## Records to use
================

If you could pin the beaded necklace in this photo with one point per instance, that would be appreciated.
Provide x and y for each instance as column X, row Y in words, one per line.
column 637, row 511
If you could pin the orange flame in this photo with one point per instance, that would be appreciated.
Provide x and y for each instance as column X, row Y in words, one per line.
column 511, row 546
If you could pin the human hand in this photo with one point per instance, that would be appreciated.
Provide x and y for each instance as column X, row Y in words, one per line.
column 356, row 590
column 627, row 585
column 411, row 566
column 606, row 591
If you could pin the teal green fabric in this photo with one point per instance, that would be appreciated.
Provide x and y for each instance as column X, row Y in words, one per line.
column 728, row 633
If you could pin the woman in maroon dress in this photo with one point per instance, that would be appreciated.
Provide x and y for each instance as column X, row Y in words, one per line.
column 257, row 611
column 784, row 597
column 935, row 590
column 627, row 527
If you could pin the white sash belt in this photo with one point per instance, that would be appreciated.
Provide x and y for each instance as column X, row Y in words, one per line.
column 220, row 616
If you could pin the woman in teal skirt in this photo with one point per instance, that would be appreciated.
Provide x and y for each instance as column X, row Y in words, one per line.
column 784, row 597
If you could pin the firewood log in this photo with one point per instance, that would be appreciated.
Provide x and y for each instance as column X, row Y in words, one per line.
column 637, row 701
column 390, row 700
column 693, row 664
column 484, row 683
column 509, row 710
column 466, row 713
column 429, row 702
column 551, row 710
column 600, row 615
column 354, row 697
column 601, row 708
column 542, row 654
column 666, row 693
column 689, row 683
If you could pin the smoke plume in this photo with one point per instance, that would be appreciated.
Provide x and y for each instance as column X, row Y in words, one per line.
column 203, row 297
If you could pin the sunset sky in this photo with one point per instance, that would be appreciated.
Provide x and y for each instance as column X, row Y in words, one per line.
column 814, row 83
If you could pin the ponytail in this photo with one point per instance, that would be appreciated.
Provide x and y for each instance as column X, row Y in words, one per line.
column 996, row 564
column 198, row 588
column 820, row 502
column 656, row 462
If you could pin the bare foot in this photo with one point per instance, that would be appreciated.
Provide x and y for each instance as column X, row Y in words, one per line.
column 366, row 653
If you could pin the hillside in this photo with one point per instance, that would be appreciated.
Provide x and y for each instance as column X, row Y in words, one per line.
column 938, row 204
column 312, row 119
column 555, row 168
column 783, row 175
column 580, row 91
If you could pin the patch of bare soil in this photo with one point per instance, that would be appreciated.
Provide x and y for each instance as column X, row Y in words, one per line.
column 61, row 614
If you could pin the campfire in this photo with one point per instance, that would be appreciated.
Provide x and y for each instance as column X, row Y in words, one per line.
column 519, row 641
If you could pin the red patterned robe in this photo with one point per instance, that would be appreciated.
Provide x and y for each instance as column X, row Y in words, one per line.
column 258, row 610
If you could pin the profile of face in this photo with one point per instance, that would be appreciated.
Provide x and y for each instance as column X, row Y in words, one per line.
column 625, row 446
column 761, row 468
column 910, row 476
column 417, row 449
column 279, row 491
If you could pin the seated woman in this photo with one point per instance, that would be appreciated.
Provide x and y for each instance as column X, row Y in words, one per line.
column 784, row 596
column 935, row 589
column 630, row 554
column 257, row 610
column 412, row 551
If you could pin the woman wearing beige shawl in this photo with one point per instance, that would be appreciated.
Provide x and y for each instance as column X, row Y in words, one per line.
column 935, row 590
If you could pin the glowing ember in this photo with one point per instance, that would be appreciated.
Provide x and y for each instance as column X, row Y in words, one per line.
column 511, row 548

================

## What the task requires
Restate the final lines of the listing above word for word, beginning at the line that contains "If you could pin the campfire".

## Result
If you could pin the campfire in this photo with one point per instance, that would be appreciated.
Provide x and y for each instance as column X, row Y in words, one per line.
column 519, row 641
If you could pin the red patterned robe in this photo with one point per instance, that would be appreciated.
Provide x and y for each instance as column X, row Y in words, one per line.
column 258, row 610
If you could pin the profile of face in this photo with one point per instance, that would be appreciated.
Provide x and y for each instance as column X, row Y in words, one per line.
column 625, row 446
column 761, row 468
column 910, row 476
column 417, row 449
column 279, row 491
If you could pin the seated woman in this photo with one point per instance, that would be appreciated.
Provide x and y for each instance as column X, row Y in words, one per line.
column 784, row 596
column 935, row 589
column 630, row 554
column 257, row 610
column 412, row 551
If you could pin the woman wearing beige shawl in this photo with one point per instance, that would be appreciated.
Provide x and y for each instance as column X, row Y in words, one per line.
column 935, row 590
If you could pin the glowing ember in this photo with one point per instance, that would be appreciated.
Provide x and y for each instance as column X, row Y in words, one per line.
column 511, row 548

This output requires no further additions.